[Data listing]

=======

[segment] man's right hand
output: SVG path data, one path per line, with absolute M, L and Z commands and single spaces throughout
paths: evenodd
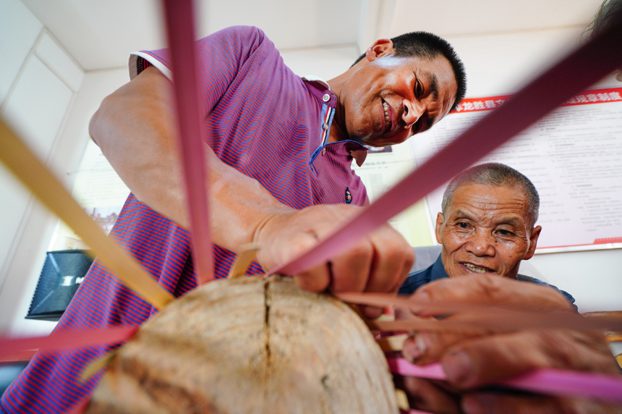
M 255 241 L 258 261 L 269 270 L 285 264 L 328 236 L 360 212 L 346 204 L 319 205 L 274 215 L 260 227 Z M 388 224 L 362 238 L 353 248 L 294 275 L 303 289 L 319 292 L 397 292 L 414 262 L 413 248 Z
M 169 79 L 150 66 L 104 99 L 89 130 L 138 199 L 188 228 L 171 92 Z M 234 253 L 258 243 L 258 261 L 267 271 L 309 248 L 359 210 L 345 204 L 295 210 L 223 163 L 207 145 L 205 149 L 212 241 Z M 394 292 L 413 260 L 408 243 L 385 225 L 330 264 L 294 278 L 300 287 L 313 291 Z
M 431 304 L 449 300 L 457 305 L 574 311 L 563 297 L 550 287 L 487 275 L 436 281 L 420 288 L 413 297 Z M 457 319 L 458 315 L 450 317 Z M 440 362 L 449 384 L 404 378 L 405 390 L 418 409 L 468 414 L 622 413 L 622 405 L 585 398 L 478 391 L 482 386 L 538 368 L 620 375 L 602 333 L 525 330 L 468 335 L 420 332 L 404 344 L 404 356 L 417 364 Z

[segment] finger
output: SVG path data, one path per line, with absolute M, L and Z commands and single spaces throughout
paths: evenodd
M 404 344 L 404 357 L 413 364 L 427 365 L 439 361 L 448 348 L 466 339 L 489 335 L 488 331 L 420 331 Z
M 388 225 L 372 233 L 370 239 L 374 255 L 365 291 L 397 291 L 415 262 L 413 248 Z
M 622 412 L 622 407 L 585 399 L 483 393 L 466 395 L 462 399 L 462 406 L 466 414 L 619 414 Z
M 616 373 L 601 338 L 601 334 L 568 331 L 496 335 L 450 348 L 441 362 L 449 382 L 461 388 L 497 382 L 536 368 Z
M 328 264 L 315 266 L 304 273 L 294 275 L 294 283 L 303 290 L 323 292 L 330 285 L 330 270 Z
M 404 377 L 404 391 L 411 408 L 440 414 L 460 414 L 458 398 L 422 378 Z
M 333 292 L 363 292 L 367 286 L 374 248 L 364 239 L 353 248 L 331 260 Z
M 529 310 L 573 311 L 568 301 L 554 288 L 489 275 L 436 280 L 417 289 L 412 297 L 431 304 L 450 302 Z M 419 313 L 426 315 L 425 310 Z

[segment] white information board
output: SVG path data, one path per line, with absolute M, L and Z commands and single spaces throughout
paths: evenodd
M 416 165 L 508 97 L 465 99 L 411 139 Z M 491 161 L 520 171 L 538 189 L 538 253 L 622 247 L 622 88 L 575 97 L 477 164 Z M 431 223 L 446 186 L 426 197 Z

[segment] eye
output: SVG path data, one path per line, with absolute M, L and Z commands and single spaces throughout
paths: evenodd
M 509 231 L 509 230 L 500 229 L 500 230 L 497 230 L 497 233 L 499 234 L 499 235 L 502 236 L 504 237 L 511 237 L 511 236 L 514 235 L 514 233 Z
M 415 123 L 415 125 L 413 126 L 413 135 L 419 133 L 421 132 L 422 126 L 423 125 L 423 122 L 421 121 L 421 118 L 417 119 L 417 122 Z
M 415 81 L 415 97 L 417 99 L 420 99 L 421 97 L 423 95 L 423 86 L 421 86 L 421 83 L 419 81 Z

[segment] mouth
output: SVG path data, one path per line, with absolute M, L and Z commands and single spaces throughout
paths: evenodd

=======

■ Request
Recast the entries from the start up to and including the line with "M 169 79 L 150" as a two-column CSV with the columns "request" and "response", one row per request. Put each request's text and its answer in a single quoted field with line breaks turned into spaces, and leave the pictures out.

■ Answer to this exercise
request,response
"[segment] man's right hand output: SVG path data, one path per line, with absolute M, L and Z commands and single spaces throughout paths: evenodd","M 255 241 L 258 261 L 269 270 L 285 264 L 328 236 L 360 212 L 346 204 L 319 205 L 274 215 L 260 227 Z M 388 224 L 362 238 L 353 248 L 294 275 L 303 289 L 319 292 L 397 292 L 414 262 L 413 248 Z M 169 79 L 150 66 L 104 99 L 89 130 L 138 199 L 188 228 L 171 92 Z M 234 253 L 258 243 L 258 261 L 267 271 L 309 248 L 359 210 L 345 204 L 295 210 L 223 163 L 207 145 L 205 149 L 212 241 Z M 394 292 L 413 260 L 408 243 L 385 225 L 330 264 L 294 278 L 300 287 L 313 291 Z"